What can be done in a Subclass?

In sub-classes we can inherit members as is, replace them, hide them, or supplement them with new members:

• The inherited fields can be used directly, just like any other fields.
• We can declare new fields in the subclass that are not in the superclass.
• The inherited methods can be used directly as they are.
• We can write a new instance method in the subclass that has the same signature as the one in the superclass, thus overriding it (as in the example above, toString() method is overridden).
• We can write a new static method in the subclass that has the same signature as the one in the superclass, thus hiding it.
• We can declare new methods in the subclass that are not in the superclass.
• We can write a subclass constructor that invokes the constructor of the superclass, either implicitly or by using the keyword super.

Advantages Of Inheritance in Java:

1. Code Reusability: Inheritance allows for code reuse and reduces the amount of code that needs to be written. The subclass can reuse the properties and methods of the superclass, reducing duplication of code.
2. Abstraction: Inheritance allows for the creation of abstract classes that define a common interface for a group of related classes. This promotes abstraction and encapsulation, making the code easier to maintain and extend.
3. Class Hierarchy: Inheritance allows for the creation of a class hierarchy, which can be used to model real-world objects and their relationships.
4. Polymorphism: Inheritance allows for polymorphism, which is the ability of an object to take on multiple forms. Subclasses can override methods of the superclass, which allows them to change their behavior in different ways.

Disadvantages of Inheritance in Java:

1. Complexity: Inheritance can make the code more complex and harder to understand. This is especially true if the inheritance hierarchy is deep or if multiple inheritances is used.
2. Tight Coupling: Inheritance creates a tight coupling between the superclass and subclass, making it difficult to make changes to the superclass without affecting the subclass.
★ ★ ★ ★
◆ WRITTEN PROBLEM 1 ◆
Answer these questions about the Java inheritance excerpt:
(a) What happens when a subclass declares a static method with the same signature as one in the superclass?
(b) Which advantage lets a subclass reuse the properties and methods of the superclass?
(c) When is the added complexity from inheritance especially true?
◆ WRITTEN PROBLEM 2 ◆
Extend the Java inheritance excerpt beyond its final sentence.
The listing has no connection to the Java inheritance excerpt.

◆ SUPPLIED INFORMATION ◆
★ ★ ★ ★
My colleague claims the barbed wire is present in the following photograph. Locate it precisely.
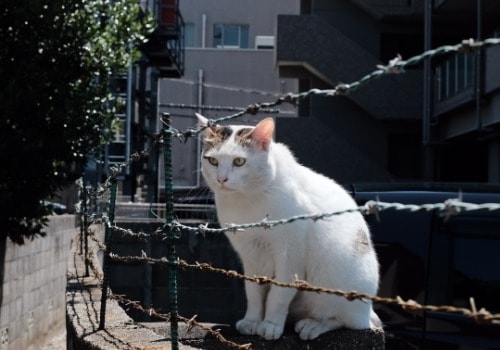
★ ★ ★ ★
◆ EXPECTED OUTPUT 1 ◆
(a) The superclass method is hidden.
(b) Code Reusability.
(c) When the inheritance hierarchy is deep or multiple inheritance is used.

◆ EXPECTED OUTPUT 2 ◆
Reference book:

1. “Head First Java” by Kathy Sierra and Bert Bates
2. “Java: A Beginner’s Guide” by Herbert Schildt
3. “Java: The Complete Reference” by Herbert Schildt
4. “Effective Java” by Joshua Bloch
5. “Java: The Good Parts” by Jim Waldo.

The word polymorphism means having many forms. In simple words, we can define polymorphism as the ability of a message to be displayed in more than one form.

A person at the same time can have different characteristics. Like a man at the same time is a father, a husband, an employee. So the same person possesses different behavior in different situations. This is called polymorphism.

Polymorphism is considered one of the important features of Object-Oriented Programming. Polymorphism allows us to perform a single action in different ways. In other words, polymorphism allows you to define one interface and have multiple implementations. The word “poly” means many and “morphs” means forms, So it means many forms.

Types of polymorphism

In Java polymorphism is mainly divided into two types:

• Compile-time Polymorphism
• Runtime Polymorphism

Type 1: Compile-time polymorphism

It is also known as static polymorphism. This type of polymorphism is achieved by function overloading or operator overloading.

Note: But Java doesn’t support the Operator Overloading.

Method Overloading: When there are multiple functions with the same name but different parameters then these functions are said to be overloaded. Functions can be overloaded by changes in the number of arguments or/and a change in the type of arguments.

Subtypes of Compile-time Polymorphism:

1. Function Overloading: It is a feature in C++ where multiple functions can have the same name but with different parameter lists. The compiler will decide which function to call based on the number and types of arguments passed to the function.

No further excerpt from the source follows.